[Records contained in a dataset]

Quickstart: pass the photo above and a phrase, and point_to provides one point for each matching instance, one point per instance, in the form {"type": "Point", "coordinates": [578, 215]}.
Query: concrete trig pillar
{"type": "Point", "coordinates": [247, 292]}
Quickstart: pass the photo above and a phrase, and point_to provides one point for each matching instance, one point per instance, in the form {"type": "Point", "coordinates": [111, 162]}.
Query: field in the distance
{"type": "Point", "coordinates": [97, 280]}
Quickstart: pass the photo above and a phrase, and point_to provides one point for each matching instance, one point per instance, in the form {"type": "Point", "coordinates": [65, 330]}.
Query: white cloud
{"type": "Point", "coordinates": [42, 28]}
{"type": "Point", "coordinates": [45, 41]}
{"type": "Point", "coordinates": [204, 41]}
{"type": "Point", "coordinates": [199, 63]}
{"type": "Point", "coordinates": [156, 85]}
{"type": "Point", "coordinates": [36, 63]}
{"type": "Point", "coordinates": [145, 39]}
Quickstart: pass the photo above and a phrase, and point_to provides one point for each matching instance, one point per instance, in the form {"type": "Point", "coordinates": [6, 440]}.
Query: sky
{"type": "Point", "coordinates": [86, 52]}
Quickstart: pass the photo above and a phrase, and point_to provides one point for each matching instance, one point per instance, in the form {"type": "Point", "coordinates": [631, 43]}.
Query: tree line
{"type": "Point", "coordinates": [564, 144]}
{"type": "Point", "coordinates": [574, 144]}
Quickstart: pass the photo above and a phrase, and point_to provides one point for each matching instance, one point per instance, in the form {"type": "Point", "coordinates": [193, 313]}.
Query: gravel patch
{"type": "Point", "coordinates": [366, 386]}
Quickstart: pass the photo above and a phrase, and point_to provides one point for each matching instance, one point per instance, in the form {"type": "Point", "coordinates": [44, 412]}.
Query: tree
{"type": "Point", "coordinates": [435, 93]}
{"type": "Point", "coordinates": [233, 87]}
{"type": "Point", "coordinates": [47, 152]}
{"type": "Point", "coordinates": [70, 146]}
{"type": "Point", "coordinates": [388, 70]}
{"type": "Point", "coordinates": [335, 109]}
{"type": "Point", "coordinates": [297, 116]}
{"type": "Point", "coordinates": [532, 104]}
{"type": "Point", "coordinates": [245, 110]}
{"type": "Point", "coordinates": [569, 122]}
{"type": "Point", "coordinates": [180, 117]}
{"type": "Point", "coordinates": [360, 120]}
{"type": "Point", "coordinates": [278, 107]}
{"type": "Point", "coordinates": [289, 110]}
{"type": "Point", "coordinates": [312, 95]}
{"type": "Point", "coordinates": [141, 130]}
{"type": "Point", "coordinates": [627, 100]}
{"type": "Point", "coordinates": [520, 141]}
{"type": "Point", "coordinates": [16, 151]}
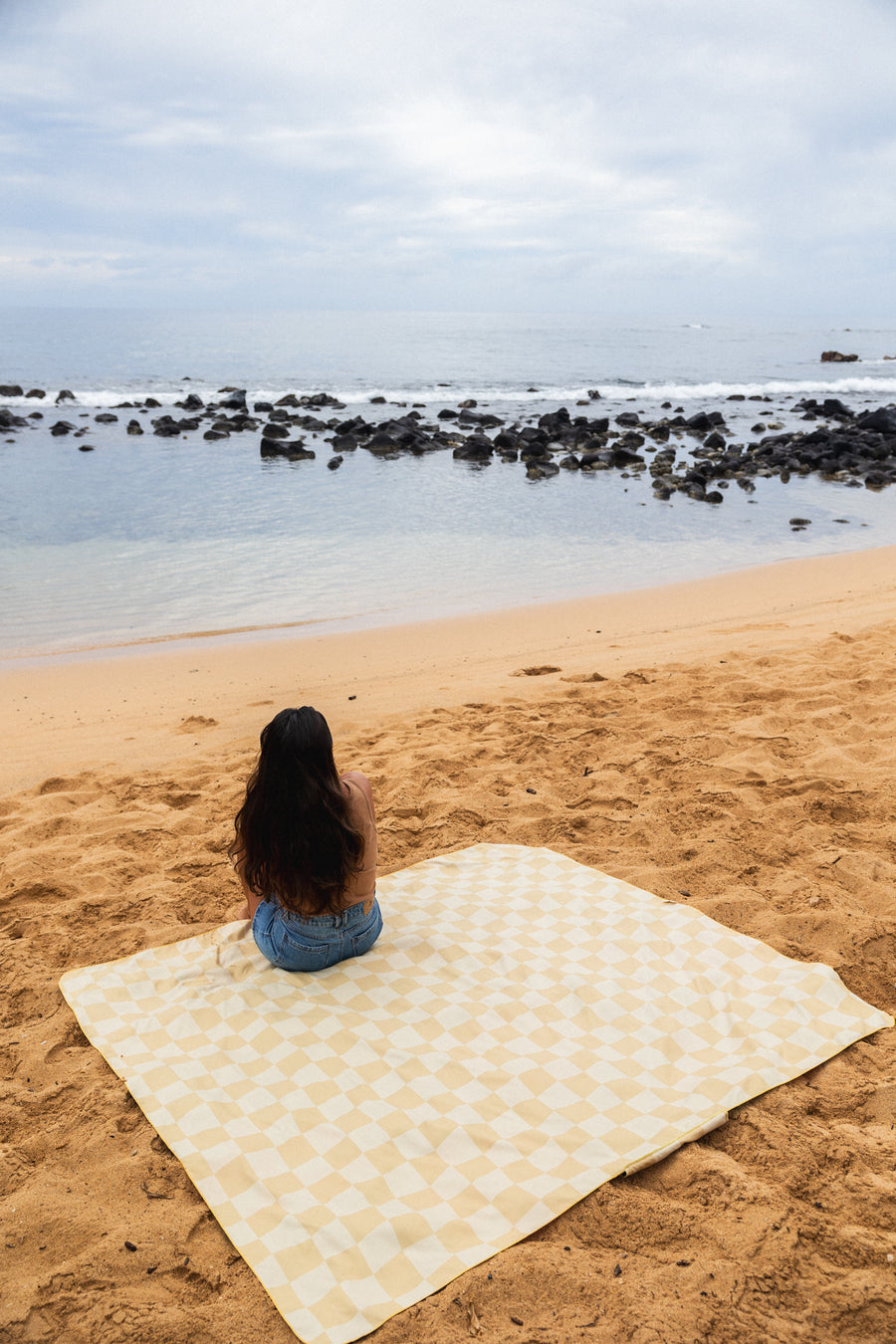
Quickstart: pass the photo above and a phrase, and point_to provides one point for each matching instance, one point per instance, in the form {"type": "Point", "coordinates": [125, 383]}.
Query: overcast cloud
{"type": "Point", "coordinates": [554, 154]}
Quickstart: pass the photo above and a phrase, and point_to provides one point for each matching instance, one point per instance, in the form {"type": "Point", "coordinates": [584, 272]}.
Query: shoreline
{"type": "Point", "coordinates": [154, 705]}
{"type": "Point", "coordinates": [739, 759]}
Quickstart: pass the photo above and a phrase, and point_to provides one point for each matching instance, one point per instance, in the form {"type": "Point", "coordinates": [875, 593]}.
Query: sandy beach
{"type": "Point", "coordinates": [727, 744]}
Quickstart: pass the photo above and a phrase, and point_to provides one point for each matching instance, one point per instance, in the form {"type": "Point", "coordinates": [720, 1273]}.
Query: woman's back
{"type": "Point", "coordinates": [361, 884]}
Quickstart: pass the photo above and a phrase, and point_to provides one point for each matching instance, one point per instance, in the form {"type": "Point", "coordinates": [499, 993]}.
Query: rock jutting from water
{"type": "Point", "coordinates": [692, 456]}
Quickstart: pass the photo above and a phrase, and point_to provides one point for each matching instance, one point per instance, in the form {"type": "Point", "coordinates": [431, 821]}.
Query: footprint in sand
{"type": "Point", "coordinates": [195, 722]}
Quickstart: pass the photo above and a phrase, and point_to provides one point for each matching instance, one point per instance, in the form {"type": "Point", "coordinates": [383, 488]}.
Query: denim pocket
{"type": "Point", "coordinates": [296, 952]}
{"type": "Point", "coordinates": [364, 940]}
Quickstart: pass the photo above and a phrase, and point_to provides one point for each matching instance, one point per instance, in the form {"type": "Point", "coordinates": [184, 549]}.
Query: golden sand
{"type": "Point", "coordinates": [729, 744]}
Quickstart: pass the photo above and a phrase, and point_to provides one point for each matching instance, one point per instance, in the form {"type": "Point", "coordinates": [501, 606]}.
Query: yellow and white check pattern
{"type": "Point", "coordinates": [524, 1029]}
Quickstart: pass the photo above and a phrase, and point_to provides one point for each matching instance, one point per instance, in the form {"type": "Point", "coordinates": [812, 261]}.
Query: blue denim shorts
{"type": "Point", "coordinates": [312, 943]}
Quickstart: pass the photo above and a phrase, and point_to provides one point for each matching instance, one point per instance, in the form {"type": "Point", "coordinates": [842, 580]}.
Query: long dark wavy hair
{"type": "Point", "coordinates": [293, 839]}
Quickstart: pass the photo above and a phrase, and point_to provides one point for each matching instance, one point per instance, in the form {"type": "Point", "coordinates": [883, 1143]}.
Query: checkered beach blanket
{"type": "Point", "coordinates": [524, 1029]}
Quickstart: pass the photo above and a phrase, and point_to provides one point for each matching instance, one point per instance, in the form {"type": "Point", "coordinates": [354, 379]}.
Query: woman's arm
{"type": "Point", "coordinates": [362, 784]}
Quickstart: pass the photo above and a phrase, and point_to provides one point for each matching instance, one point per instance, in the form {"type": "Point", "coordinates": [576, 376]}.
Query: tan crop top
{"type": "Point", "coordinates": [361, 886]}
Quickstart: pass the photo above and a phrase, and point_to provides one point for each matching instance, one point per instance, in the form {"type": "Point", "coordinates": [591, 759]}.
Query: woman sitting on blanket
{"type": "Point", "coordinates": [305, 848]}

§ THE REQUEST
Reproduce every line exactly and omit all pictures.

§ ANSWER TO THIS EXERCISE
Quickstart: pass the photo above and a phrase, and point_to provides one point for each matching instance, one point per instance, in the form {"type": "Point", "coordinates": [578, 215]}.
Query: concrete trig pillar
{"type": "Point", "coordinates": [247, 292]}
Quickstart: pass the photo above and a phrase, and point_to provides one point for each matching instance, one point per instance, in the form {"type": "Point", "coordinates": [111, 162]}.
Query: field in the distance
{"type": "Point", "coordinates": [97, 280]}
Quickstart: pass the photo above and a phrase, and point_to provides one point for each matching instance, one point per instance, in the form {"type": "Point", "coordinates": [65, 330]}.
Query: white cloud
{"type": "Point", "coordinates": [42, 28]}
{"type": "Point", "coordinates": [45, 41]}
{"type": "Point", "coordinates": [204, 41]}
{"type": "Point", "coordinates": [199, 63]}
{"type": "Point", "coordinates": [156, 85]}
{"type": "Point", "coordinates": [36, 63]}
{"type": "Point", "coordinates": [145, 39]}
Quickstart: pass the photo above and a phrase, and point_to provides one point for each matching instance, one point per instance, in the form {"type": "Point", "coordinates": [6, 440]}.
Query: sky
{"type": "Point", "coordinates": [86, 52]}
Quickstart: pass the photo above and a phrase, and point_to provides one point for each matching instance, one point per instance, in the form {"type": "Point", "coordinates": [631, 43]}.
Query: tree line
{"type": "Point", "coordinates": [564, 144]}
{"type": "Point", "coordinates": [574, 144]}
Quickstart: pass the photo above and a phrase, and point_to provides one point for each matching instance, one point per instance, in the form {"type": "Point", "coordinates": [193, 313]}.
Query: gravel patch
{"type": "Point", "coordinates": [366, 386]}
Quickstart: pass the photo above and a phrase, and point_to provides one point for each matching instance, one point per instance, in the form {"type": "Point", "coordinates": [44, 412]}.
Query: tree
{"type": "Point", "coordinates": [435, 93]}
{"type": "Point", "coordinates": [233, 87]}
{"type": "Point", "coordinates": [47, 152]}
{"type": "Point", "coordinates": [70, 146]}
{"type": "Point", "coordinates": [388, 70]}
{"type": "Point", "coordinates": [335, 109]}
{"type": "Point", "coordinates": [297, 116]}
{"type": "Point", "coordinates": [532, 104]}
{"type": "Point", "coordinates": [245, 110]}
{"type": "Point", "coordinates": [569, 122]}
{"type": "Point", "coordinates": [180, 117]}
{"type": "Point", "coordinates": [360, 120]}
{"type": "Point", "coordinates": [278, 107]}
{"type": "Point", "coordinates": [289, 110]}
{"type": "Point", "coordinates": [312, 95]}
{"type": "Point", "coordinates": [141, 130]}
{"type": "Point", "coordinates": [627, 100]}
{"type": "Point", "coordinates": [520, 141]}
{"type": "Point", "coordinates": [16, 151]}
Quickstart: pass the photo above and a phrase, and point_to provides one point for each matching instance, one point per instance, in the form {"type": "Point", "coordinates": [125, 383]}.
Query: overcast cloud
{"type": "Point", "coordinates": [554, 154]}
Quickstart: pass the photo above and a phrase, and point_to provides one point for each matching instance, one point per instance, in the form {"type": "Point", "coordinates": [584, 272]}.
Query: shoreline
{"type": "Point", "coordinates": [154, 705]}
{"type": "Point", "coordinates": [739, 759]}
Quickstart: pass the photo above and a phrase, and point_to provides one point for each matching instance, one point per instance, in the form {"type": "Point", "coordinates": [875, 593]}.
Query: sandy beach
{"type": "Point", "coordinates": [727, 744]}
Quickstart: pass the photo above and a phrase, and point_to provides one point for each matching instance, one point per instance, in the form {"type": "Point", "coordinates": [720, 1273]}.
Query: woman's back
{"type": "Point", "coordinates": [361, 884]}
Quickstart: pass the photo above and a phrase, and point_to provides one point for each matching instance, one point per instance, in the form {"type": "Point", "coordinates": [499, 993]}.
Query: rock jutting from water
{"type": "Point", "coordinates": [692, 456]}
Quickstart: pass the photo above and a phrase, and point_to provides one point for each matching instance, one point per instance, in the form {"type": "Point", "coordinates": [431, 821]}.
Query: footprint in sand
{"type": "Point", "coordinates": [195, 722]}
Quickstart: pass the photo above and a phrase, and point_to provides one point for each matching instance, one point per instance, in the form {"type": "Point", "coordinates": [383, 488]}.
Query: denim pocket
{"type": "Point", "coordinates": [296, 952]}
{"type": "Point", "coordinates": [364, 940]}
Quickstart: pass the photo above and a phrase, and point_to provides one point for each matching instance, one point per instance, in the form {"type": "Point", "coordinates": [184, 549]}.
Query: golden sand
{"type": "Point", "coordinates": [729, 744]}
Quickstart: pass the photo above and a phrase, and point_to provides one point for each matching instance, one point per instance, in the form {"type": "Point", "coordinates": [501, 606]}.
Query: yellow and white check pattern
{"type": "Point", "coordinates": [524, 1029]}
Quickstart: pass the photo above and a phrase, and point_to provides one point for each matching instance, one point per instance, in the form {"type": "Point", "coordinates": [812, 261]}.
Query: blue denim shorts
{"type": "Point", "coordinates": [312, 943]}
Quickstart: pass the photo above and a phrase, and point_to provides one point for each matching instance, one point per instance, in the form {"type": "Point", "coordinates": [842, 580]}.
Query: long dark wavy hair
{"type": "Point", "coordinates": [293, 839]}
Quickstart: pass the photo above and a phrase, and point_to provides one point for each matching instance, one point per instance, in the form {"type": "Point", "coordinates": [883, 1143]}.
Query: checkered beach blanket
{"type": "Point", "coordinates": [524, 1029]}
Quickstart: pass the photo above and a phrase, and point_to provides one point for each matching instance, one point per instance, in the form {"type": "Point", "coordinates": [354, 379]}.
Query: woman's arm
{"type": "Point", "coordinates": [362, 784]}
Quickstart: pass the photo above and a phrase, and point_to provides one point for each matching instance, one point per instance, in the form {"type": "Point", "coordinates": [576, 376]}.
Query: tan crop top
{"type": "Point", "coordinates": [361, 886]}
Quickstart: pass the photo above and a phrase, and point_to provides one point for each matching instance, one point per instance, in the form {"type": "Point", "coordinates": [591, 759]}.
Query: woman sitting on blanket
{"type": "Point", "coordinates": [305, 848]}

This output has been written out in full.